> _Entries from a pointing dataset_
• • •

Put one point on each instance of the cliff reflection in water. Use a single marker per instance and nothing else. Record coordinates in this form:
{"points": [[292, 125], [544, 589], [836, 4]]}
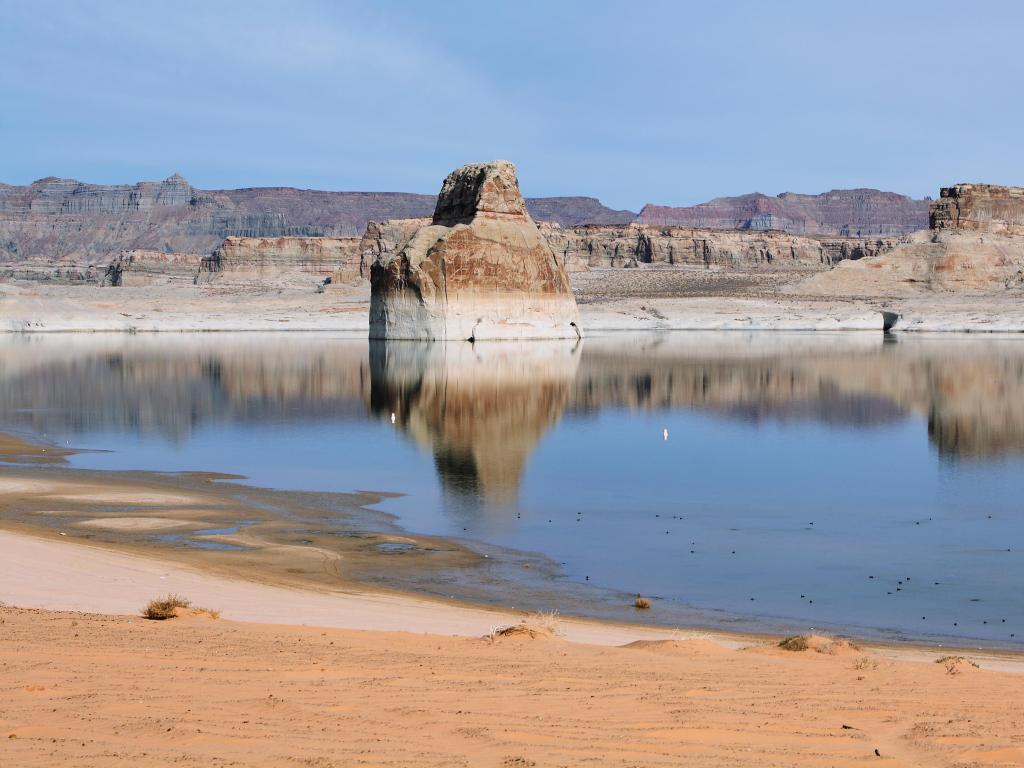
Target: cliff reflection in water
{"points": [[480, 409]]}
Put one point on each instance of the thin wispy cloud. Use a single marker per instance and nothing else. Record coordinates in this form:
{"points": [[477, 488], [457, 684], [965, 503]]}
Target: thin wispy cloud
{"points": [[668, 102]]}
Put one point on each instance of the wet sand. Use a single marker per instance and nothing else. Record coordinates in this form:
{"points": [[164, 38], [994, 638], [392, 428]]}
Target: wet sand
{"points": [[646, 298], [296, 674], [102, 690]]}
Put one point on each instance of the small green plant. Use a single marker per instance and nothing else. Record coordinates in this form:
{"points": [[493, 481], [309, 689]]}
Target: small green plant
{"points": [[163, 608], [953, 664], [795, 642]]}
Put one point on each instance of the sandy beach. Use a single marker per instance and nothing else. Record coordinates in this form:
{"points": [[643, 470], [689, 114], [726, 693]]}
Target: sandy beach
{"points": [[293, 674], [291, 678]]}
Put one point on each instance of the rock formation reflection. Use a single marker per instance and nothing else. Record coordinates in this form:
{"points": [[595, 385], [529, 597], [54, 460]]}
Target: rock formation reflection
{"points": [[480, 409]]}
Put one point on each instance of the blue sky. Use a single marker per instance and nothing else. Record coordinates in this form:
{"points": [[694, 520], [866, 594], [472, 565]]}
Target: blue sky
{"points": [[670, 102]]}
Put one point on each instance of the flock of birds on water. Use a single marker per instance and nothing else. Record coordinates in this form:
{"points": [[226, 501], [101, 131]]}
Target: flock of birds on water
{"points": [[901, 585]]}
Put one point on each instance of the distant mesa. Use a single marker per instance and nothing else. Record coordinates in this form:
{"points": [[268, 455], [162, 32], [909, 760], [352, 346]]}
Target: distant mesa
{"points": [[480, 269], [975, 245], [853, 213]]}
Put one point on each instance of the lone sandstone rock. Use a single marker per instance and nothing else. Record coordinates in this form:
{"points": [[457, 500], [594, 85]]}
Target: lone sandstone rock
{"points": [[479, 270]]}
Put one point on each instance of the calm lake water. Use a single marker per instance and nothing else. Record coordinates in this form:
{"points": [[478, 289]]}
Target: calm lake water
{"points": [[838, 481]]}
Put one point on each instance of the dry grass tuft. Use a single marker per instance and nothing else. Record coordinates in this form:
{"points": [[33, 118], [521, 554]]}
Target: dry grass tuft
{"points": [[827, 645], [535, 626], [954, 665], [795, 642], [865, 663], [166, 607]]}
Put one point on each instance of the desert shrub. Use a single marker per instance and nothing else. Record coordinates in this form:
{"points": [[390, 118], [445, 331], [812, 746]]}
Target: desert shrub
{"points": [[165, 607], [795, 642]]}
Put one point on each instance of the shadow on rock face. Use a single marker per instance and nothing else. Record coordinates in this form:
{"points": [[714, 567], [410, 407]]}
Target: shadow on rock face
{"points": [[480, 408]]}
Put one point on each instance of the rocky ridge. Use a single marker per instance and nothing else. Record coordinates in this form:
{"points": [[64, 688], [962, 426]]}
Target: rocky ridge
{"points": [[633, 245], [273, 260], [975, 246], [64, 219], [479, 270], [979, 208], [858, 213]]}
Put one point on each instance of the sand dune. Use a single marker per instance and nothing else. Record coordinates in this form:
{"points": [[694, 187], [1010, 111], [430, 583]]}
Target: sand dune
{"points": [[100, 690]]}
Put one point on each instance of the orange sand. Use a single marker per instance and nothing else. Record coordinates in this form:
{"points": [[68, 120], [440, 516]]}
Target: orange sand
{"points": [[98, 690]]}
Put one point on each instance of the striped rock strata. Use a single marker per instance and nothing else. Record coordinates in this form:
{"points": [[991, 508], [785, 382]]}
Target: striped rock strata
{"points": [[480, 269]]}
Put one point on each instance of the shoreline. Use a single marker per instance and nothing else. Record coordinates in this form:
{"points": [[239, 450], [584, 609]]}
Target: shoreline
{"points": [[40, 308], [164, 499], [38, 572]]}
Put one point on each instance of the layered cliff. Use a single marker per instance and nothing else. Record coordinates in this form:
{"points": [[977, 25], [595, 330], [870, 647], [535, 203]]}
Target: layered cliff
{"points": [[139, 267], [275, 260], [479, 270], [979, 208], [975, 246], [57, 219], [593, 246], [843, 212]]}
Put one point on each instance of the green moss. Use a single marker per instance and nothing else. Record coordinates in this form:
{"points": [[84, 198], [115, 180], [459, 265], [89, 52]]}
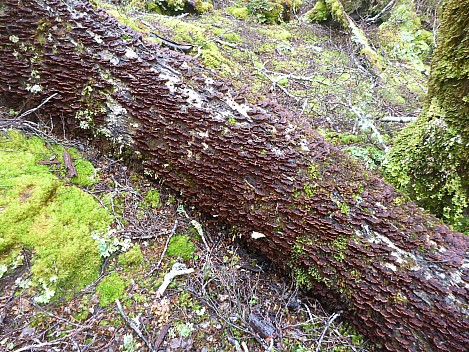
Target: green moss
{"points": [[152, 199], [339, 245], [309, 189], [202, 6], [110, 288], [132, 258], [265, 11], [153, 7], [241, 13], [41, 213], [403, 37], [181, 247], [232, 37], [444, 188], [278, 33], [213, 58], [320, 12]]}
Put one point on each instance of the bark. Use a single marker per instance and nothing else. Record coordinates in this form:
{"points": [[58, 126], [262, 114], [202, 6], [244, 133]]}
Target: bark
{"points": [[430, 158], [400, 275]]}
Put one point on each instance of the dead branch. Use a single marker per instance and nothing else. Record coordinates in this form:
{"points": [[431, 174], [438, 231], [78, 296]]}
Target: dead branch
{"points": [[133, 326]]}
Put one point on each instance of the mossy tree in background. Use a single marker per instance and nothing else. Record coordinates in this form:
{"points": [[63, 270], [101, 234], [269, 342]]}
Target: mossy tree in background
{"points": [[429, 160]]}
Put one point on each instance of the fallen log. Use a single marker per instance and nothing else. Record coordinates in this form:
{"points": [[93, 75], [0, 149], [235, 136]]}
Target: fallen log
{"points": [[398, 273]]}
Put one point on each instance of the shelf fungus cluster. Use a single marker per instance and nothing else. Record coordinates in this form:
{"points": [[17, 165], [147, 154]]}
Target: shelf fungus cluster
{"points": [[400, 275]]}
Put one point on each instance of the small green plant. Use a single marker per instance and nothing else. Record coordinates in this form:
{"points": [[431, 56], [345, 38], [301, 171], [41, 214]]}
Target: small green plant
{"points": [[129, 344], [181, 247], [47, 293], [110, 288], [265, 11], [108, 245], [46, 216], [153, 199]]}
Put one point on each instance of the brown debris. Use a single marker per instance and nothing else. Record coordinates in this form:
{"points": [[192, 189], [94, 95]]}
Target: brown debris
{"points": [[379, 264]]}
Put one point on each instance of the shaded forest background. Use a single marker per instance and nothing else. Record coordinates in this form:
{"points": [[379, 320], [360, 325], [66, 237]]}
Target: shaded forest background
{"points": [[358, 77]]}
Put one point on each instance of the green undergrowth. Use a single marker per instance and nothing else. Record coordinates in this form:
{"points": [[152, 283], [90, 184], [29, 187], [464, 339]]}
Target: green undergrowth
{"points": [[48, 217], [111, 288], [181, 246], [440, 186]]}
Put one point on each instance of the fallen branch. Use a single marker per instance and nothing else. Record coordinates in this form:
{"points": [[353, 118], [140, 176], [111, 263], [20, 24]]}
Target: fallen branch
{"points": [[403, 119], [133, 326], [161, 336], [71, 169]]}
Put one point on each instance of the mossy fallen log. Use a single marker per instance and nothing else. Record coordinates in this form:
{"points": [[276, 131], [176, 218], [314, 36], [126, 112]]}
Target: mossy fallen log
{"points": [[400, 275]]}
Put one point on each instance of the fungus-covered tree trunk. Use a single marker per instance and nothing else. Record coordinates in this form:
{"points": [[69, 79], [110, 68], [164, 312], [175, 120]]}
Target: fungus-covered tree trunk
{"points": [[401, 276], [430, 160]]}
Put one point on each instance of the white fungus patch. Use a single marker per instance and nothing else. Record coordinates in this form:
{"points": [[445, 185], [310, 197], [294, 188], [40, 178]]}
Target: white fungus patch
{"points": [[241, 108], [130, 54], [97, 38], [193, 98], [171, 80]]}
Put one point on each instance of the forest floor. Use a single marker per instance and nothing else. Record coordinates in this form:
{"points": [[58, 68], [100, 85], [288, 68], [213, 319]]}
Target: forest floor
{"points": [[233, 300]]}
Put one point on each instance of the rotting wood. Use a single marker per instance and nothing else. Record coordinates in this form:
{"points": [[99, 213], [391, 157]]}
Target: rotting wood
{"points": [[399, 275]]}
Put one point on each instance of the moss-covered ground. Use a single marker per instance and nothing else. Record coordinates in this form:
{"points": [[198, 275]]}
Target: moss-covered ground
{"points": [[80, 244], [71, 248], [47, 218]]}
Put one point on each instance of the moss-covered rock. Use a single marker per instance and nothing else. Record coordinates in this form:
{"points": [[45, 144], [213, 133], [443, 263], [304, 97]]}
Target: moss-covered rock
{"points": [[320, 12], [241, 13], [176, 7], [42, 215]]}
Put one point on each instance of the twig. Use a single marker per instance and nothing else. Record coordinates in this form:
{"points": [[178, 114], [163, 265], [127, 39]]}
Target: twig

• • •

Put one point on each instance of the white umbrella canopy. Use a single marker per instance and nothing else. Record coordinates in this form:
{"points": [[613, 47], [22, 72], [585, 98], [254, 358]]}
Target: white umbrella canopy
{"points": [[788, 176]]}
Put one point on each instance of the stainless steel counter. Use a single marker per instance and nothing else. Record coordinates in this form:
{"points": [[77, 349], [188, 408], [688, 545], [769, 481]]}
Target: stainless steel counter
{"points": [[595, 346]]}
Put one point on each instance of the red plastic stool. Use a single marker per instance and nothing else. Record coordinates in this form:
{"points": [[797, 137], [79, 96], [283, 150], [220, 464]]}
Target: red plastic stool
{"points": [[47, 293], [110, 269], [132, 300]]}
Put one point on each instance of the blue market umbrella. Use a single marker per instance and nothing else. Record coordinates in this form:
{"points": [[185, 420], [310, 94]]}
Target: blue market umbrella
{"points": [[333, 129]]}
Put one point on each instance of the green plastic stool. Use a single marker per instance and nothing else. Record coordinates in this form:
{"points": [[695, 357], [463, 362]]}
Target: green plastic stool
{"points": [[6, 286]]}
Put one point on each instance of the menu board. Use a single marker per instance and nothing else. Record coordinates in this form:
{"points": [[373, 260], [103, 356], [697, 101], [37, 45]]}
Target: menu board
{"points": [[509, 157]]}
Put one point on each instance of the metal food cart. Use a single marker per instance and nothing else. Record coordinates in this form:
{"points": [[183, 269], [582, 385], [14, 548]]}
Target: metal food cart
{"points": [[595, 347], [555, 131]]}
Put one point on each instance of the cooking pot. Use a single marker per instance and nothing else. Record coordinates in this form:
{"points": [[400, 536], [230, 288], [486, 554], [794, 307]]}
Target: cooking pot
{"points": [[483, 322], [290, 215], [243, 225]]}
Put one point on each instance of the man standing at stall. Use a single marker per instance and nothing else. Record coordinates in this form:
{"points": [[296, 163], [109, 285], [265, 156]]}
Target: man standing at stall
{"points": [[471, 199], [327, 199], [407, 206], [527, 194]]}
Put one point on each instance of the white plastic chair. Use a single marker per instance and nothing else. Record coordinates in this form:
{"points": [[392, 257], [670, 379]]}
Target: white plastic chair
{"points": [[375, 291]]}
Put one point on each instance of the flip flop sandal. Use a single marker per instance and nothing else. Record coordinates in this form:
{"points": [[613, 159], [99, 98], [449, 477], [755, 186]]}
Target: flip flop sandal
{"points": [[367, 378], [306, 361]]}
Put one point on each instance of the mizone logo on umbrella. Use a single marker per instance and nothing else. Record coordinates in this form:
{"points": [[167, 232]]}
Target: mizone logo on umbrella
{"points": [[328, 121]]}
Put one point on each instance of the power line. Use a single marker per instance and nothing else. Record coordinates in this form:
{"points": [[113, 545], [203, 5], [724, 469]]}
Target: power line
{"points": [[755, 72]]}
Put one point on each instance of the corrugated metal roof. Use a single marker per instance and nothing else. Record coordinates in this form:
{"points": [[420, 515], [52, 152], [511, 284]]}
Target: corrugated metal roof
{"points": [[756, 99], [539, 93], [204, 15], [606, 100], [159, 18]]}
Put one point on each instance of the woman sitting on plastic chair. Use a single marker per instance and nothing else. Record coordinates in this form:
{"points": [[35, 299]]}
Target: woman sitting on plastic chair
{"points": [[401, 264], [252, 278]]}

• • •

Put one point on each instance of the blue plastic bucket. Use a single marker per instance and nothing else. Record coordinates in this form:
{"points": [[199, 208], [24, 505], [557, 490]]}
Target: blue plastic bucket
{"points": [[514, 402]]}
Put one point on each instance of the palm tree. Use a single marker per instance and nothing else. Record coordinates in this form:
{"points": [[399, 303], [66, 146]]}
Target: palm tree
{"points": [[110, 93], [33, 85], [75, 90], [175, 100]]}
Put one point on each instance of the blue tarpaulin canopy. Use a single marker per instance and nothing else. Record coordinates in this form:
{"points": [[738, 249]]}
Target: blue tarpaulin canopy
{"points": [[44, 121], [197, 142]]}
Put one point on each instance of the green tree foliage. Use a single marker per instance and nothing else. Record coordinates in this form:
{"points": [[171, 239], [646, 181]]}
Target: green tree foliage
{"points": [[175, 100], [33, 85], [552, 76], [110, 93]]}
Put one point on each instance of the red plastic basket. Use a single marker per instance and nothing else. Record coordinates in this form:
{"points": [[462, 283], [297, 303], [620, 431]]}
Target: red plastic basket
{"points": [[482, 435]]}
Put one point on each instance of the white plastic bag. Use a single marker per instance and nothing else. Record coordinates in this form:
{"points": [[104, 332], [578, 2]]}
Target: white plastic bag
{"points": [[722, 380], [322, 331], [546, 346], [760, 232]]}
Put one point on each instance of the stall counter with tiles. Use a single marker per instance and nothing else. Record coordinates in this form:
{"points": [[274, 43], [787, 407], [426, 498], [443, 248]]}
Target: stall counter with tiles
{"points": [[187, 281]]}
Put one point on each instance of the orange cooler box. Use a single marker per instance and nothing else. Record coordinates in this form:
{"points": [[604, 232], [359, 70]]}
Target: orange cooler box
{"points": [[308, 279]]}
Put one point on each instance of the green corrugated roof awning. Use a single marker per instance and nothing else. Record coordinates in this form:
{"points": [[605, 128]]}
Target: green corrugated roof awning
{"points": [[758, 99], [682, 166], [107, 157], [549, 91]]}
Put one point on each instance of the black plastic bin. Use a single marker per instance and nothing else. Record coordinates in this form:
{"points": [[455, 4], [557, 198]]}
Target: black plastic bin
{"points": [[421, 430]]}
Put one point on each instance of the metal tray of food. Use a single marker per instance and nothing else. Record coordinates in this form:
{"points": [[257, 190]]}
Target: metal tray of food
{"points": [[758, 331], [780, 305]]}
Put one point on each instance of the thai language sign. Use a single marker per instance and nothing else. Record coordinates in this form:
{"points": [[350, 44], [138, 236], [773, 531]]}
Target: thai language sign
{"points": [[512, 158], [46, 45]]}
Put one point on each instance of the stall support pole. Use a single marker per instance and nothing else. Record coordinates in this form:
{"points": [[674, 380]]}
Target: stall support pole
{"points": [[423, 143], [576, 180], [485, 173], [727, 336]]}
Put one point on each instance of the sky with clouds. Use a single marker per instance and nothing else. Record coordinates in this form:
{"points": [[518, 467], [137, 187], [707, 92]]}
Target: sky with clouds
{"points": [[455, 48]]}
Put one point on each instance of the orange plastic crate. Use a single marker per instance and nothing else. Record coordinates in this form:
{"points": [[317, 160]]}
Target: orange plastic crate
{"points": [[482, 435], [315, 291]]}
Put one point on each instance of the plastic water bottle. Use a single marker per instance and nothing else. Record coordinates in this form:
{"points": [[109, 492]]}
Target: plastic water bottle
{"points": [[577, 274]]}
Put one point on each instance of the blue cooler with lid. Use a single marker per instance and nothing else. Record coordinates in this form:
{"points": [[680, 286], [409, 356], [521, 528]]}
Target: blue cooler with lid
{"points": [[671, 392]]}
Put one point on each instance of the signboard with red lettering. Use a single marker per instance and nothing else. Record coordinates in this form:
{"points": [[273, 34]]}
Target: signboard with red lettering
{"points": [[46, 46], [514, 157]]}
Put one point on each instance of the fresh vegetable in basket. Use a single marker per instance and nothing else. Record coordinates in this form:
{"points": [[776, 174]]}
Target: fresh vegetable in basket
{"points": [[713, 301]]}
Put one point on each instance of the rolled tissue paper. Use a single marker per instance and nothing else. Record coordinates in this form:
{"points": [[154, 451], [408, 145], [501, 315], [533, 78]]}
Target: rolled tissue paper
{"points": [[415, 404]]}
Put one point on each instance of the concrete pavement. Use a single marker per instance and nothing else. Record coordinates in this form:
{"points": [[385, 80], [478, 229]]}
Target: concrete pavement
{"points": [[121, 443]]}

• • •

> _Task to complete_
Copy the material word for word, from the line with "Put one point on each instance of the cliff" to the line with "Target: cliff reflection in water", including both of those lines. Leave out the pictures.

> _Output for this exercise_
Put one point on each instance of the cliff reflection in water. Use a single marker per instance and nothing else. Record coordinates in this form:
{"points": [[292, 125], [544, 589], [836, 4]]}
Target: cliff reflection in water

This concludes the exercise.